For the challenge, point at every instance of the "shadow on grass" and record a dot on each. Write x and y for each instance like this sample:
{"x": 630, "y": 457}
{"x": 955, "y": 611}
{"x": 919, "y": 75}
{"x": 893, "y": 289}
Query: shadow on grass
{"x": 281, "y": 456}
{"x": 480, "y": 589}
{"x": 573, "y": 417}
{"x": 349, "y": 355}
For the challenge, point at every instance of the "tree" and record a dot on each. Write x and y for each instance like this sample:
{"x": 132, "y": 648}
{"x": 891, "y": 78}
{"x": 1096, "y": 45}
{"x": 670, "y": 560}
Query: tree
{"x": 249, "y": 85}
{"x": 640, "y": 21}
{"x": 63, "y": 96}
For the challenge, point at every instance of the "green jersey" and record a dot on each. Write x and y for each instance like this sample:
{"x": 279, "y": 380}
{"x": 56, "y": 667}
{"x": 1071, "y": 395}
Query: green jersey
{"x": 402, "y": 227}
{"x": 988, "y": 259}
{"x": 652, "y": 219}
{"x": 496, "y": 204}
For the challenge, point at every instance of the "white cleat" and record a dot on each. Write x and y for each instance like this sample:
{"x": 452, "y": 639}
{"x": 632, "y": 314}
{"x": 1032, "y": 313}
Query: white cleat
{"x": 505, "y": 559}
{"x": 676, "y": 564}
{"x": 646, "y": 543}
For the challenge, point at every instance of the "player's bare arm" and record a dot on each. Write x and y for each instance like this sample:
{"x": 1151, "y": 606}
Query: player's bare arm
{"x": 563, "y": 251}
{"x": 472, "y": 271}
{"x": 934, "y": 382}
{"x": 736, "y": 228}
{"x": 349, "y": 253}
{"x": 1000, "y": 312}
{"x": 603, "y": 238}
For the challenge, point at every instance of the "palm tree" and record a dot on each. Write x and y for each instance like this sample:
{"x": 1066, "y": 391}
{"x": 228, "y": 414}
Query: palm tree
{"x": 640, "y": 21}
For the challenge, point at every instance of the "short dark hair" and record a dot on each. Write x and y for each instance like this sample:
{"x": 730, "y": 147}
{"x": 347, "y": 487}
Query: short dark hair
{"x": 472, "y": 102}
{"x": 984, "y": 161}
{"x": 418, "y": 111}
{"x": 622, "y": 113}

- _Problem requirements_:
A word-for-word copy of the material above is required.

- _Answer section_:
For the challenge, point at every instance of the "shadow on grass" and record a dot on each. Write x and y for each instance like this sample:
{"x": 630, "y": 457}
{"x": 955, "y": 611}
{"x": 919, "y": 75}
{"x": 893, "y": 289}
Query: shadow on grass
{"x": 281, "y": 456}
{"x": 480, "y": 589}
{"x": 573, "y": 417}
{"x": 349, "y": 355}
For the challenge, point at every instance of the "tree" and record a dot on each. Write x and y for each instance like this sample:
{"x": 132, "y": 648}
{"x": 891, "y": 78}
{"x": 1096, "y": 45}
{"x": 670, "y": 560}
Query: tree
{"x": 249, "y": 85}
{"x": 640, "y": 21}
{"x": 63, "y": 96}
For the challenge, point at every instance of the "green jersey" and record a dot on each. Write x and y for each instance like this sample:
{"x": 279, "y": 380}
{"x": 56, "y": 667}
{"x": 1071, "y": 395}
Query: green jersey
{"x": 402, "y": 227}
{"x": 988, "y": 259}
{"x": 652, "y": 219}
{"x": 496, "y": 204}
For the challenge, point at every instance of the "white cleat" and record a dot on each. Write x and y for each instance like this sample:
{"x": 452, "y": 639}
{"x": 632, "y": 314}
{"x": 1032, "y": 313}
Query: white cleat
{"x": 505, "y": 559}
{"x": 676, "y": 564}
{"x": 646, "y": 543}
For the challenge, point at every instance of the "player's bare arm" and record a dot on each. Write x and y for each instance like this sample:
{"x": 1151, "y": 606}
Query: player's bare arm
{"x": 563, "y": 251}
{"x": 472, "y": 271}
{"x": 934, "y": 382}
{"x": 736, "y": 228}
{"x": 349, "y": 253}
{"x": 1000, "y": 312}
{"x": 603, "y": 238}
For the challenge, point at every instance of the "palm tree" and record a dot on each. Write x and y for each instance like this sample:
{"x": 1066, "y": 391}
{"x": 228, "y": 414}
Query: palm tree
{"x": 640, "y": 21}
For the challenge, point at every instance of the "short dark hair" and record a dot on each. Write x and y for each instance like this sample:
{"x": 730, "y": 147}
{"x": 347, "y": 487}
Query: short dark hair
{"x": 472, "y": 102}
{"x": 984, "y": 161}
{"x": 418, "y": 111}
{"x": 622, "y": 113}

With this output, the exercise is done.